====== ESTRATTO DELLA PAGINA ======

Il territorio della diocesi di Squillace – dove il frate di Olivadi nasce e sviluppa la sua formazione e il suo più ricorrente impegno in tre dei quattro conventi cappuccini distribuiti nei punti strategici della diocesi: Chiaravalle, Stilo e Squillace - non resta fuori da queste problematiche e non sfugge a questo contesto, che, per la sua marginalità geografica e per la carenza di risorse e di gesti economici consistenti, si ingrandisce a dismisura e riassume tutte le difficoltà e i turbamenti vissuti dal popolo calabrese o meridionale in quel secolo.
Si tratta di una società che non può evitare le conseguenze della tentata ribellione antispagnola di Tommaso Campanella e dell’altra tentata sommossa del domenicano fra Tommaso Pignatelli, congiure politico-religiose che scintillano dal suo seno anticipando i moti masanelliani; che soggiace alla politica vessatoria della monarchia; che non può scrollarsi le paure per il diffondersi della piaga nuova e disarmante della la peste e della minaccia concreta e ricorrente di incursioni piratesche, fatte di stupri, razzìe e schiavitù inaudite.
Ben poco possono o vogliono fare i vescovi del tempo, impegnati - fatta eccezione di alcuni come mons. Crispino e mons. Queralt, figure carismatiche e di profonda spiritualità che avviano una pastorale incisiva e penetrante – più a rivendicare patrimoni, privilegi o prerogative che a mostrare il necessario spirito apostolico, in ciò pienamente assecondati dal Clero secolare, anche quì articolato nella complessa stratificazione che distingueva il «basso» e l’«alto» clero, il clero ignorante e il clero colto, e, aggiungiamo, il clero sensibile e quello refrattario ad ogni scrupolo apostolico, anche qui con le debite eccezioni, come il caso di don Sansone Carnevale di Stilo, che a metà Seicento riesce a fondare a Napoli una Congregazione di preti per le missioni apostoliche .
Resta l’opera meritoria dei nuovi Ordini, soprattutto «mendicanti», che riesce a travolgere l’aridità pastorale dei venerandi monasteri, quasi tutti dati in commenda a personalità che da lontano pensavano a «godersi le rendite», e della stessa celebre Certosa di San Bruno, gioiello spirituale incuneato nella Diocesi, e di cui però, in quel tempo, traspariva solo la posizione patrimoniale e feudale dello storico complesso.
Tra le tante comunità religiose, quella cappuccina risulta certamente la più vicina al popolo, con la sua semplicità francescana e con l’austero tenore di vita dei suoi semplici conventi, che perciò si rende la più accessibile, la più convincente e la più imitabile dalla massa di povera gente e che riesce a cogliere il dramma profondo dell’animo popolare e i suoi concreti bisogni e, quindi, a plasmarlo, infervorarlo e indirizzarlo, anche attraverso «missioni» e «quaresimali» che si esprimono, secondo lo stile e gli schemi pedagogici del tempo, con figure, rappresentazioni e drammatizzazioni sacre, verso la ricerca e la richiesta di beni immateriali.

======

CONSEGNA DELL'ESERCIZIO
Riscrivi il tratto dell'estratto sulla diocesi di Squillace che comincia con le parole "Tra le tante" e finisce con "di beni immateriali.", sostituendo "semplicità" con "umiltà".

====== VOCI FORNITE ======

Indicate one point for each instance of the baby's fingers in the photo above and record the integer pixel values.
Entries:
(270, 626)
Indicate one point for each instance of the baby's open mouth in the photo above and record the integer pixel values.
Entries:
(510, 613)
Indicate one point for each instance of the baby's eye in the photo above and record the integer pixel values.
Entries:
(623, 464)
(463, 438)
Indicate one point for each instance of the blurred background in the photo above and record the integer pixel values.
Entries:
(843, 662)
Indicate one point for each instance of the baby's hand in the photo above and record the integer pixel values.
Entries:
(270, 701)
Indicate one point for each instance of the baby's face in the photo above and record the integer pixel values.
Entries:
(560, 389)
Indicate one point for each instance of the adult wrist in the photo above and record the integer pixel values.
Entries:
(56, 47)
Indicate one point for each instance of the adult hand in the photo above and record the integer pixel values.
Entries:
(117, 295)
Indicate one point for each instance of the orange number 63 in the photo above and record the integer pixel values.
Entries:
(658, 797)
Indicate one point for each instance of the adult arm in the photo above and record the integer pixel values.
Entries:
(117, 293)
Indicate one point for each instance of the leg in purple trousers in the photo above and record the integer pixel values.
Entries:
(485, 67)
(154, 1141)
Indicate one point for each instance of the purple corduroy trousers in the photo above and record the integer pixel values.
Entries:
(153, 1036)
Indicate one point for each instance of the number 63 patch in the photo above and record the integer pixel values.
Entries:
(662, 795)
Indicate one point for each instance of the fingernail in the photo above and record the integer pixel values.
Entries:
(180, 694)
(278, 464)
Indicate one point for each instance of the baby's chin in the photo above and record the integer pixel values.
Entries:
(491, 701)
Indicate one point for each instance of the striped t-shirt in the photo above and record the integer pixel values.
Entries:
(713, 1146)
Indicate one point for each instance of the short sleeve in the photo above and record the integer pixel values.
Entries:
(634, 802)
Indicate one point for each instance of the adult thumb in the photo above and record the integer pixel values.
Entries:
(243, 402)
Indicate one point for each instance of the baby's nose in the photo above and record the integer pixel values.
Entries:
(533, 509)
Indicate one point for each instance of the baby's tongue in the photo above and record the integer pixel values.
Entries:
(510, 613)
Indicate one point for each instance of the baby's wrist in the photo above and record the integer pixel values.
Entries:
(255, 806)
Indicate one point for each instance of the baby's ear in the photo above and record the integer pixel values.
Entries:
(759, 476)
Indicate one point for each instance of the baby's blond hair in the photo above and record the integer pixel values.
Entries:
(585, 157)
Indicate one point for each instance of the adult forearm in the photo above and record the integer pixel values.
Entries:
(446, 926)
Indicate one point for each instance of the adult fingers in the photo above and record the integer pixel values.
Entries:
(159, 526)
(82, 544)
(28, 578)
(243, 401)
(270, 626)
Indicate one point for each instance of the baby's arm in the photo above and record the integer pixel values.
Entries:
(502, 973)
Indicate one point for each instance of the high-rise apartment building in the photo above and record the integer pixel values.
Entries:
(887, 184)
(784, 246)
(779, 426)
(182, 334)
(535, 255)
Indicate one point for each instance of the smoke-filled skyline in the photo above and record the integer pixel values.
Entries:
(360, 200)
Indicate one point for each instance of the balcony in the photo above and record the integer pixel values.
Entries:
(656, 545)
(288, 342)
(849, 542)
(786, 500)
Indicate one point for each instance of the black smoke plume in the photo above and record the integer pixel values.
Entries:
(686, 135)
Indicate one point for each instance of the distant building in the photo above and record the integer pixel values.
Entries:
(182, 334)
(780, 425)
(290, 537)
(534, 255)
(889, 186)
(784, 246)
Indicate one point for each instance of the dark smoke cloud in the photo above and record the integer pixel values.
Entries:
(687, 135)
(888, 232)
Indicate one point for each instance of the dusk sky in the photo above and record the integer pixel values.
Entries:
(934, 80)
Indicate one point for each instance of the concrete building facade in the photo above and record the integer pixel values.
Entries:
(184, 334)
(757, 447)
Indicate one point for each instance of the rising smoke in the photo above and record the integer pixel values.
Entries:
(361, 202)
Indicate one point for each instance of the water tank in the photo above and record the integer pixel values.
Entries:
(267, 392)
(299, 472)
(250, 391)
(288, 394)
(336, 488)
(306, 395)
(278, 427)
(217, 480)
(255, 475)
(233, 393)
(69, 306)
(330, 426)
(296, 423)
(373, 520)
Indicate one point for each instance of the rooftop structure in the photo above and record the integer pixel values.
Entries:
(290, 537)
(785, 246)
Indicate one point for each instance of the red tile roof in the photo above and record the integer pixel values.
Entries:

======

SOLUZIONE
Tra le tante comunità religiose, quella cappuccina risulta certamente la più vicina al popolo, con la sua umiltà francescana e con l’austero tenore di vita dei suoi semplici conventi, che perciò si rende la più accessibile, la più convincente e la più imitabile dalla massa di povera gente e che riesce a cogliere il dramma profondo dell’animo popolare e i suoi concreti bisogni e, quindi, a plasmarlo, infervorarlo e indirizzarlo, anche attraverso «missioni» e «quaresimali» che si esprimono, secondo lo stile e gli schemi pedagogici del tempo, con figure, rappresentazioni e drammatizzazioni sacre, verso la ricerca e la richiesta di beni immateriali.